==== Selected extract
In some embodiments, an algorithm in conjunction with the auto-curative model may divide the map data based on pre-defined criteria, such as criteria that separates the map data into separate segments depending on whether it encompasses an intersection or a connecting road (e.g., intersection segments, road segments). In some embodiments, the segmentation algorithm may also generate segment classification data characterizing the nature of the segment (e.g., three-way intersection, straight road, merge). In some embodiments, command module 230 may then adjust such segments to equalize auto-curation time, such as where the auto-curation predictive model will be implemented in multiple instances in a distributed computing environment.
At 730, command module 230 may use a manual-curation time predictive model to estimate a manual-curation time and generate a manual-curation heat map based on the map data. For example, segments from the map data may be submitted to a manual-curation predictive time model as described herein to obtain manual-curation times with respect to each segment. In some embodiments, the segmentation of the map data may be selected by a human curator, while in other embodiments an algorithm may be used to automatically divide map data into segments. For example, such an algorithm may divide map data based on pre-defined criteria, such as criteria that separates map data into separate segments depending on whether it encompasses an intersection or a connecting road (e.g., intersection segments, road segments). In some embodiments, the segmentation algorithm may also generate segment classification data characterizing the nature of the segment (e.g., three-way intersection, straight road, merge).
========
==== Given records
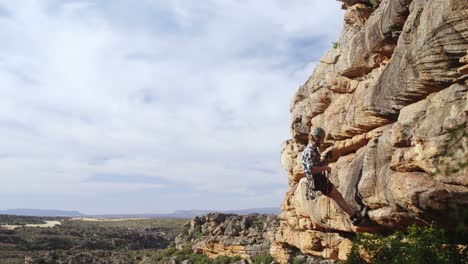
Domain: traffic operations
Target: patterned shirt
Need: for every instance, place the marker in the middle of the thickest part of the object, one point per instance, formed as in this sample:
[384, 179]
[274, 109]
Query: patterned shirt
[310, 159]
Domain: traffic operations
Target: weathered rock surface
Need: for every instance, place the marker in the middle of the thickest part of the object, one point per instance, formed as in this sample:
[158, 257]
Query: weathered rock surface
[392, 97]
[217, 234]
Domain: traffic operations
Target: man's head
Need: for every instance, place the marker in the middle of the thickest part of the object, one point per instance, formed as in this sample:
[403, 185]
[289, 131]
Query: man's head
[317, 135]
========
§ Given problem A:
List every example of segment classification that the map segmentation text gives.
§ Given problem B:
According to the map segmentation text, why are segments from the map data submitted to a manual-curation predictive time model?
§ Given problem C:
Translate this sentence from the map segmentation text into Spanish: "In some embodiments, the segmentation of the map data may be selected by a human curator, while in other embodiments an algorithm may be used to automatically divide map data into segments."

§ Task response A:
- three-way intersection
- straight road
- merge

§ Task response B:
They are submitted to obtain a manual-curation time for each segment. This is part of the step at 730, where command module 230 estimates a manual-curation time and generates a manual-curation heat map from the map data.

§ Task response C:
En algunas realizaciones, la segmentación de los datos del mapa puede ser seleccionada por un curador humano, mientras que en otras realizaciones se puede usar un algoritmo para dividir automáticamente los datos del mapa en segmentos.